Task statement :: From the line with "Q: Point to every instance of the red" through the line with "Q: Point to every instance of the sandy", inclusive, return each line of the data below exactly and leave the rest out.

Task data ::
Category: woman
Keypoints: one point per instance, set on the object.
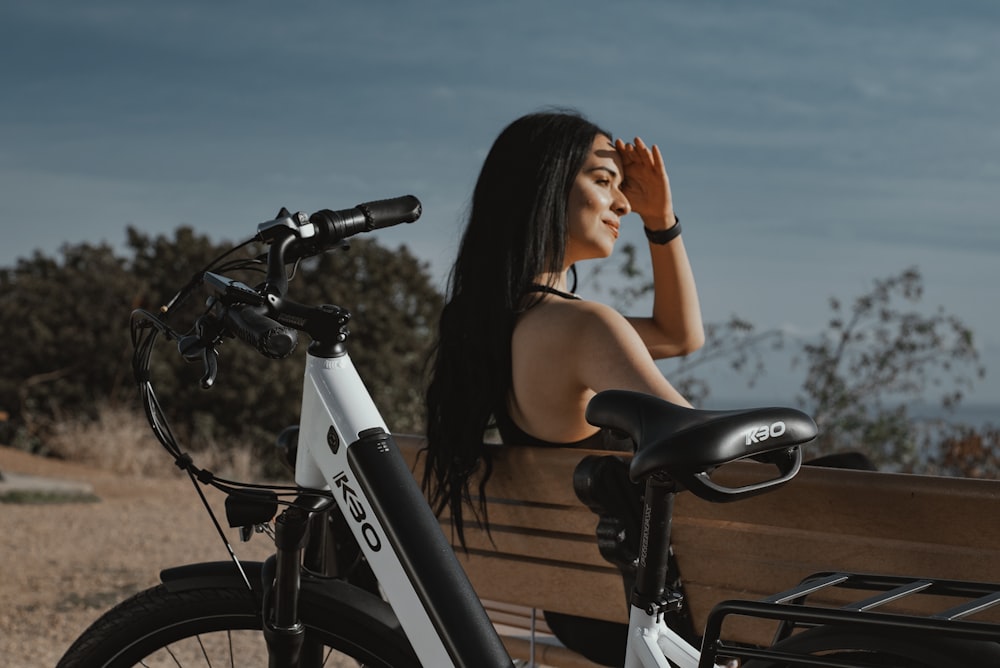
(516, 348)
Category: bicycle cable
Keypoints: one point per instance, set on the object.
(145, 329)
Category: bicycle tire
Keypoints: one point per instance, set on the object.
(159, 627)
(885, 648)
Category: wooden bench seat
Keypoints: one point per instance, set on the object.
(542, 552)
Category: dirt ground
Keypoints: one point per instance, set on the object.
(65, 563)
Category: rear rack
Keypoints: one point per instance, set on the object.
(795, 609)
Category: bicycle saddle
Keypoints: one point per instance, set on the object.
(688, 443)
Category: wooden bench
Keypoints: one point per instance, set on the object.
(543, 553)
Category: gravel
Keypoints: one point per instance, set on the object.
(67, 560)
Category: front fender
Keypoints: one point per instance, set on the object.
(317, 594)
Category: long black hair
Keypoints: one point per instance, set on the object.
(516, 230)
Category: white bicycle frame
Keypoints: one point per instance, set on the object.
(336, 410)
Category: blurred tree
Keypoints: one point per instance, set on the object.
(875, 357)
(68, 323)
(62, 346)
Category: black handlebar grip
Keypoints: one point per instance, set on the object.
(389, 212)
(260, 332)
(334, 226)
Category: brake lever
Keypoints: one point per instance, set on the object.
(200, 347)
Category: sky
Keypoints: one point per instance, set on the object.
(813, 146)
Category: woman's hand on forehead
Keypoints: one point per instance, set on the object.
(646, 184)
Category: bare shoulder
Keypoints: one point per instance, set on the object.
(579, 317)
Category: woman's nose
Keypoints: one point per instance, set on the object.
(621, 205)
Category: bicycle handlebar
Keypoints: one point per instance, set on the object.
(334, 226)
(252, 326)
(261, 317)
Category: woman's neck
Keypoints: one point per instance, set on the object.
(553, 279)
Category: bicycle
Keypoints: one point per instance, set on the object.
(361, 569)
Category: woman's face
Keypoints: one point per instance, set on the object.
(596, 204)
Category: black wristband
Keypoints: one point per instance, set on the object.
(662, 237)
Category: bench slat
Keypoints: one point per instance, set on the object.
(545, 554)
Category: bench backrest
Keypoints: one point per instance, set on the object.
(544, 554)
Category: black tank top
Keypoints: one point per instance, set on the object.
(511, 434)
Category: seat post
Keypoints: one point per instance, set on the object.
(654, 547)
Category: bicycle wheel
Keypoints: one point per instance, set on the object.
(884, 649)
(220, 626)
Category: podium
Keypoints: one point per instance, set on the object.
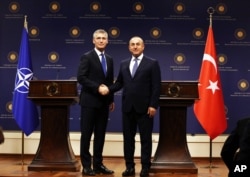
(172, 154)
(54, 152)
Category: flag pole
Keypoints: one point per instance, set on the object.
(210, 11)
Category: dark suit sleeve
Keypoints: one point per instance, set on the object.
(118, 83)
(156, 85)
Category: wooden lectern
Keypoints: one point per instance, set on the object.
(172, 154)
(54, 152)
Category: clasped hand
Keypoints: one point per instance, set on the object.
(103, 89)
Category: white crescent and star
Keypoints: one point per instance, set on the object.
(213, 86)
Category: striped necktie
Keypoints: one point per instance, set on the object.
(104, 65)
(135, 66)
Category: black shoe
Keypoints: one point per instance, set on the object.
(88, 172)
(144, 172)
(102, 169)
(129, 172)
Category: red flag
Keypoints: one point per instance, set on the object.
(209, 109)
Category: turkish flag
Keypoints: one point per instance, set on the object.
(209, 109)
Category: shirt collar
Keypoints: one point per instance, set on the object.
(98, 52)
(139, 58)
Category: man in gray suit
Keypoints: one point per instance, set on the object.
(96, 68)
(140, 78)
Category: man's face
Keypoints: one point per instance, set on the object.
(100, 41)
(136, 46)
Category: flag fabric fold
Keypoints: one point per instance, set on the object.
(24, 110)
(209, 109)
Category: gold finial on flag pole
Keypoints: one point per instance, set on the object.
(211, 11)
(25, 22)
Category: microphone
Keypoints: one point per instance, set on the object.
(57, 74)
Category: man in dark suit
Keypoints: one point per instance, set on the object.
(96, 67)
(236, 149)
(141, 91)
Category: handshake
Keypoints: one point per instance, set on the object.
(103, 89)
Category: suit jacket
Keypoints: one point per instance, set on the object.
(90, 75)
(141, 91)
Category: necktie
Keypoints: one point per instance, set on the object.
(135, 66)
(103, 61)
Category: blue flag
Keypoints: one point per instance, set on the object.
(24, 110)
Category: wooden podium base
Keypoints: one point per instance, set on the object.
(172, 154)
(173, 168)
(43, 166)
(54, 152)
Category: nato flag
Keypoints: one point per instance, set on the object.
(24, 110)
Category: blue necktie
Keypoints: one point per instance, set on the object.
(135, 66)
(103, 61)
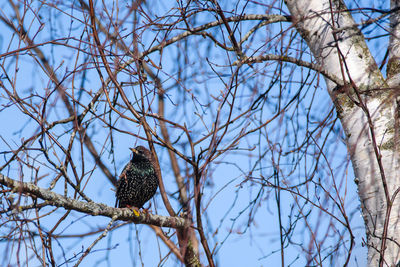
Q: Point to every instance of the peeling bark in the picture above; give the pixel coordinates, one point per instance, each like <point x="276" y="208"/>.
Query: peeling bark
<point x="367" y="109"/>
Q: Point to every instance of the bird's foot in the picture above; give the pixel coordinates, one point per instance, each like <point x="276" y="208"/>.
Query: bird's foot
<point x="146" y="210"/>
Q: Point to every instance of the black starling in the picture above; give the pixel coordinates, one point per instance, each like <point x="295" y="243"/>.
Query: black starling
<point x="138" y="181"/>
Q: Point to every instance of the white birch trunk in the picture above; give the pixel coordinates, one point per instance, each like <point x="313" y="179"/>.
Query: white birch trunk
<point x="340" y="50"/>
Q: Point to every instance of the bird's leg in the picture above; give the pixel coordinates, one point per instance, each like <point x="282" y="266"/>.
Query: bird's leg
<point x="134" y="209"/>
<point x="146" y="210"/>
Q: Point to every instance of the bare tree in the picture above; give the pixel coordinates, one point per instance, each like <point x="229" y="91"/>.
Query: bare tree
<point x="257" y="115"/>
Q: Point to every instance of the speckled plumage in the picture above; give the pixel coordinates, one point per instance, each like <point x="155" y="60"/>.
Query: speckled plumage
<point x="138" y="181"/>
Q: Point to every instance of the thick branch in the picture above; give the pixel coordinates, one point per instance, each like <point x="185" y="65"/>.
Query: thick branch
<point x="93" y="208"/>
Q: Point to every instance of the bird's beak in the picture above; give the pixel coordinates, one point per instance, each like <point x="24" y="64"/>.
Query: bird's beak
<point x="134" y="150"/>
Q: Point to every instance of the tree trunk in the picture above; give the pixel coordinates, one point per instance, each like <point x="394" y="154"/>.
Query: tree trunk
<point x="369" y="113"/>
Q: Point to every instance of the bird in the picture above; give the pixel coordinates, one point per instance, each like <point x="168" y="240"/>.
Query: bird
<point x="138" y="181"/>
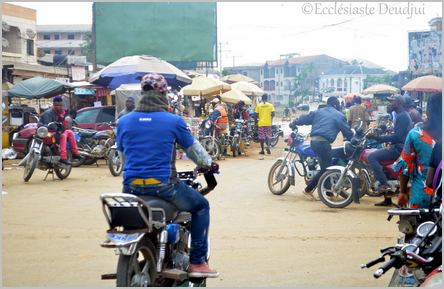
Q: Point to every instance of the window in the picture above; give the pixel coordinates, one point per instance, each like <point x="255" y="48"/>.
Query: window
<point x="107" y="115"/>
<point x="30" y="46"/>
<point x="87" y="116"/>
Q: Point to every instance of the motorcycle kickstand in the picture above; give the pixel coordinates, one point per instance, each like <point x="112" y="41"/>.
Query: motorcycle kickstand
<point x="50" y="171"/>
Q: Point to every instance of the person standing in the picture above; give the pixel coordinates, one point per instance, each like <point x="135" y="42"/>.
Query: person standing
<point x="326" y="123"/>
<point x="265" y="114"/>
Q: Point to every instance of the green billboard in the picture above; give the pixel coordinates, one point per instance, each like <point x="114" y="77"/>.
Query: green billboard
<point x="173" y="31"/>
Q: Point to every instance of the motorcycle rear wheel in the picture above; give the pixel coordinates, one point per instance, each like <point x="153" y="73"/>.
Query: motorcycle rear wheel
<point x="328" y="196"/>
<point x="31" y="164"/>
<point x="284" y="178"/>
<point x="138" y="269"/>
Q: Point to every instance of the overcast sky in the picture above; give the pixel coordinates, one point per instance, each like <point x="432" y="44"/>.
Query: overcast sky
<point x="256" y="32"/>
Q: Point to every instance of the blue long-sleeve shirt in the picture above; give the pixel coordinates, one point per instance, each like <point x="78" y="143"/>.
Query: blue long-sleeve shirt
<point x="326" y="122"/>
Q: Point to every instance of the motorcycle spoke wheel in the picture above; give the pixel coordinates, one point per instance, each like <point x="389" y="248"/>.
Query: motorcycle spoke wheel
<point x="335" y="199"/>
<point x="278" y="178"/>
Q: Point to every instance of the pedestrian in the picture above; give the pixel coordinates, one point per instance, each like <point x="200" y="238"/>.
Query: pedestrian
<point x="416" y="157"/>
<point x="130" y="104"/>
<point x="358" y="113"/>
<point x="326" y="123"/>
<point x="265" y="113"/>
<point x="147" y="137"/>
<point x="402" y="126"/>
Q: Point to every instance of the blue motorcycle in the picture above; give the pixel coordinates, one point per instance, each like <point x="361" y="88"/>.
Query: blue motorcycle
<point x="300" y="159"/>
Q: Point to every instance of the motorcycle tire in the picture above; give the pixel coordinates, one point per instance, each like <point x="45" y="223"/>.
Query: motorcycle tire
<point x="285" y="183"/>
<point x="31" y="164"/>
<point x="138" y="269"/>
<point x="274" y="141"/>
<point x="115" y="162"/>
<point x="330" y="198"/>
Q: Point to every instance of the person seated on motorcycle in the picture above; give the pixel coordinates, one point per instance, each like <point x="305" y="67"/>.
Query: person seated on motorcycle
<point x="415" y="157"/>
<point x="219" y="116"/>
<point x="57" y="115"/>
<point x="326" y="123"/>
<point x="147" y="138"/>
<point x="402" y="126"/>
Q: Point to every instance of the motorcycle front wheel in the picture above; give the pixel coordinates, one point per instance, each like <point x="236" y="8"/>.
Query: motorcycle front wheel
<point x="115" y="162"/>
<point x="31" y="164"/>
<point x="339" y="199"/>
<point x="278" y="178"/>
<point x="138" y="269"/>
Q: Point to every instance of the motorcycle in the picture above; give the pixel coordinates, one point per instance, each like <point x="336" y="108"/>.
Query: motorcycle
<point x="419" y="251"/>
<point x="151" y="237"/>
<point x="44" y="153"/>
<point x="93" y="144"/>
<point x="300" y="159"/>
<point x="339" y="186"/>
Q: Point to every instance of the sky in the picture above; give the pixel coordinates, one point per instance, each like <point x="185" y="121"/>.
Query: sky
<point x="253" y="32"/>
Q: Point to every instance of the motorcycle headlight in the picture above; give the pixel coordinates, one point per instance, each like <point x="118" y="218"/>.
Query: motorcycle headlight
<point x="348" y="149"/>
<point x="42" y="132"/>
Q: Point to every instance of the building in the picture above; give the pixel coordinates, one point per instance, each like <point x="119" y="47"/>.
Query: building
<point x="347" y="79"/>
<point x="425" y="56"/>
<point x="291" y="77"/>
<point x="19" y="32"/>
<point x="252" y="70"/>
<point x="62" y="39"/>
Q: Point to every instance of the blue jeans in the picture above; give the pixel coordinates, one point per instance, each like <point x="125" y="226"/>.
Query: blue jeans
<point x="185" y="199"/>
<point x="385" y="154"/>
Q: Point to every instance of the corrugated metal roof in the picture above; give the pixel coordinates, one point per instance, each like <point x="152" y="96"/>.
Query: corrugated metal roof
<point x="64" y="28"/>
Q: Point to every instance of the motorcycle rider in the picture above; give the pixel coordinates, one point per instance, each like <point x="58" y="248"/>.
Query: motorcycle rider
<point x="326" y="123"/>
<point x="147" y="138"/>
<point x="57" y="114"/>
<point x="402" y="125"/>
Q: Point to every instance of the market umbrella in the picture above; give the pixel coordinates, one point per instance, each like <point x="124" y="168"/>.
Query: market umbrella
<point x="380" y="88"/>
<point x="248" y="88"/>
<point x="206" y="87"/>
<point x="131" y="69"/>
<point x="236" y="78"/>
<point x="234" y="96"/>
<point x="428" y="83"/>
<point x="38" y="87"/>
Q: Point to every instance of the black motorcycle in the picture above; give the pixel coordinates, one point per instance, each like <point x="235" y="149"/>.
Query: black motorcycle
<point x="152" y="237"/>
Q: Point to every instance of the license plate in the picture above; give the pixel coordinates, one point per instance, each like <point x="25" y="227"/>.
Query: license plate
<point x="118" y="238"/>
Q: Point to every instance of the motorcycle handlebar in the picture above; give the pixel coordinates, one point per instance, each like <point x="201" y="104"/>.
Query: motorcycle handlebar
<point x="384" y="268"/>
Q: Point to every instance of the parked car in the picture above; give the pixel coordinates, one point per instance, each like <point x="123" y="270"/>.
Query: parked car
<point x="97" y="118"/>
<point x="303" y="106"/>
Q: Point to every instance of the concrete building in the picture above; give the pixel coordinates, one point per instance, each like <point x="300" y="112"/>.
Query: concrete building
<point x="346" y="79"/>
<point x="18" y="34"/>
<point x="62" y="39"/>
<point x="291" y="77"/>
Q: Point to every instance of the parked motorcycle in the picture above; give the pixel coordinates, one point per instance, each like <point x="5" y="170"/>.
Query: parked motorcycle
<point x="44" y="153"/>
<point x="339" y="186"/>
<point x="300" y="159"/>
<point x="420" y="250"/>
<point x="93" y="144"/>
<point x="152" y="237"/>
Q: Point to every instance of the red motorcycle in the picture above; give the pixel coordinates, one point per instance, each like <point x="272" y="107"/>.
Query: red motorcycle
<point x="44" y="153"/>
<point x="339" y="186"/>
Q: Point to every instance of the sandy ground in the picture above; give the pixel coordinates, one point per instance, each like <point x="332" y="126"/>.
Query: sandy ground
<point x="52" y="230"/>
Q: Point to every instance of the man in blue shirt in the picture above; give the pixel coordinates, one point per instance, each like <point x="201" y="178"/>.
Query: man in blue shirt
<point x="147" y="137"/>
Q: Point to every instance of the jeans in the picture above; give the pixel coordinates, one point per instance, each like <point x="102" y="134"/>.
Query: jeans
<point x="185" y="199"/>
<point x="385" y="154"/>
<point x="67" y="135"/>
<point x="323" y="150"/>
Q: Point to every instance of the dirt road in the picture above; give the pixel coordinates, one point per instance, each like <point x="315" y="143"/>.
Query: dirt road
<point x="52" y="230"/>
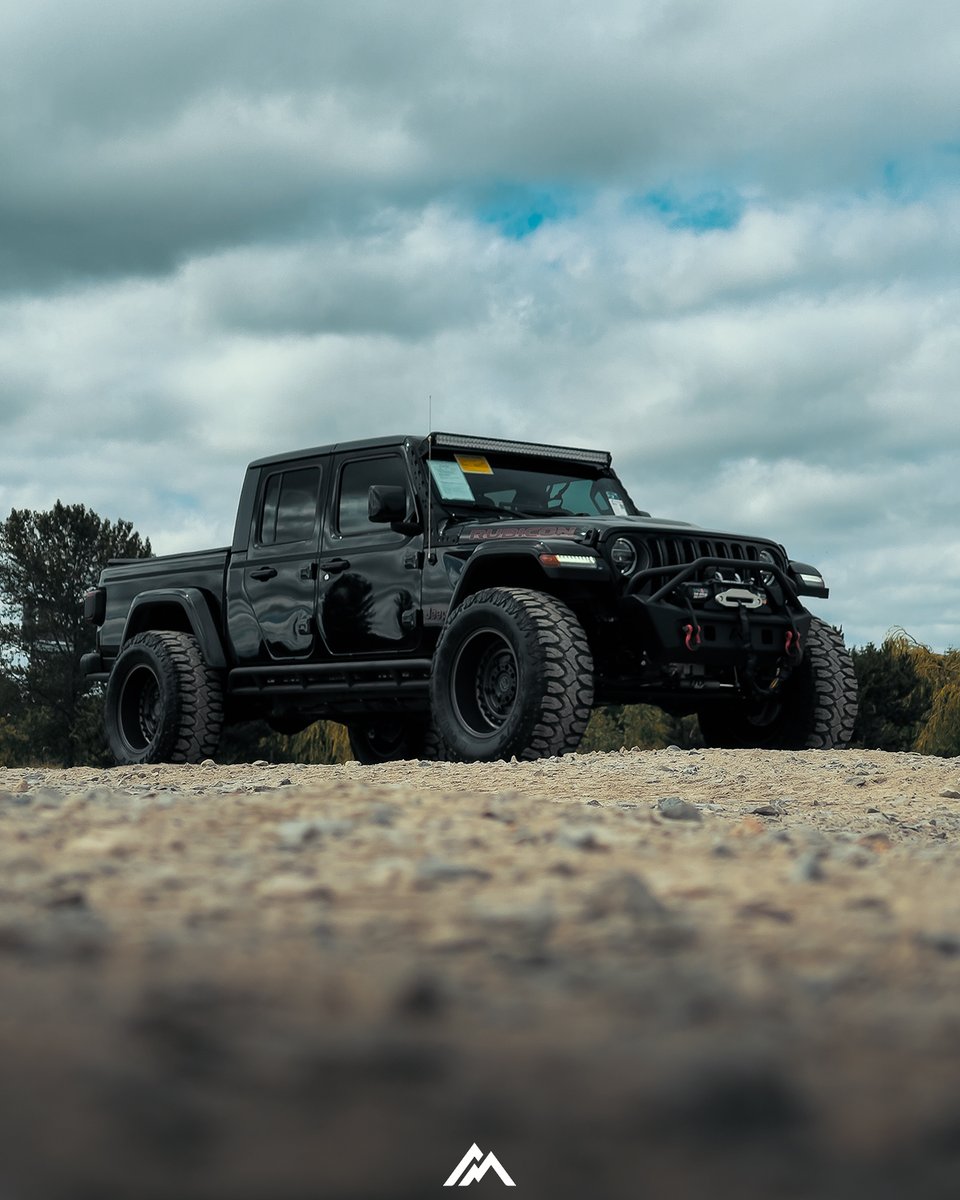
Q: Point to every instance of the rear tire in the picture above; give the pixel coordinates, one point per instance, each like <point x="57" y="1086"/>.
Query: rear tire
<point x="513" y="676"/>
<point x="816" y="712"/>
<point x="163" y="702"/>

Result ::
Q: Point to every instance of the red motorcycle in the picture above; give the pixel coordinates, one point per instance, each like <point x="272" y="107"/>.
Query: red motorcycle
<point x="44" y="153"/>
<point x="339" y="186"/>
Q: Point to every instance of the sandy ground in the picture above; give the pixel coordinates, one point per instance, each like <point x="332" y="126"/>.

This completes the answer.